* Dataset content:
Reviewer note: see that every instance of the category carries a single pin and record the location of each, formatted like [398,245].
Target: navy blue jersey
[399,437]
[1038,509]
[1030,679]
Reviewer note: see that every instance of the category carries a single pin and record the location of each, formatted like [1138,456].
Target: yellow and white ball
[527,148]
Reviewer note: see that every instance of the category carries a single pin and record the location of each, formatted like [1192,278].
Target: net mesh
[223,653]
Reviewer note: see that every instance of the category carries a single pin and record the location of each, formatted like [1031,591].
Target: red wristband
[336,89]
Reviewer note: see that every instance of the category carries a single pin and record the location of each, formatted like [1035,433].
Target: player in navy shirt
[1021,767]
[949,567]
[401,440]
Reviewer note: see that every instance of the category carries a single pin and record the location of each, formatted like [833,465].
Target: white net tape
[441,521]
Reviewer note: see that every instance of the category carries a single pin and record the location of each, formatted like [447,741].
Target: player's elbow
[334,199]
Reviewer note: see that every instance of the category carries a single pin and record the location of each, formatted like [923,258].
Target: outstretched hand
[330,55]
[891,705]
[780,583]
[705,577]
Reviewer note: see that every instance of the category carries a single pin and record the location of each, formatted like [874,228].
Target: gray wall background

* Work to complete:
Begin at the line of the data that contains "formatted like [1031,591]." and go through the final line of the data. Render each of those lines as one string in a JSON list, leaving out blank lines.

* Full answer:
[
  "Reviewer note: see that every instance of the category carries a single pin and record the location of each, formatted like [1031,591].",
  "Target: red wristband",
  "[336,89]",
  "Reviewer note: see that every instance of the category carries a single pin and record the location of each, formatted like [1035,433].",
  "Target: player in navy shirt",
  "[1021,767]",
  "[949,567]",
  "[401,440]",
  "Reviewer note: see that every instance of the category carries a single pin and record the location of each, formatted like [833,465].",
  "Target: white net tape",
  "[441,521]",
  "Reviewer note: see that every instance of the category carries a single pin and record the location of each, formatted like [447,741].",
  "Target: player's elbow",
  "[334,199]",
  "Reviewer note: see that every instance of the category carries a single pin and record the location of each, formatted like [923,258].",
  "Target: outstretched hand",
  "[330,55]",
  "[891,705]",
  "[780,583]",
  "[705,577]",
  "Reviewer note: see that every instance of the category carries a single pin and record the location of each, formatted like [874,228].",
  "Target: gray wall background"
]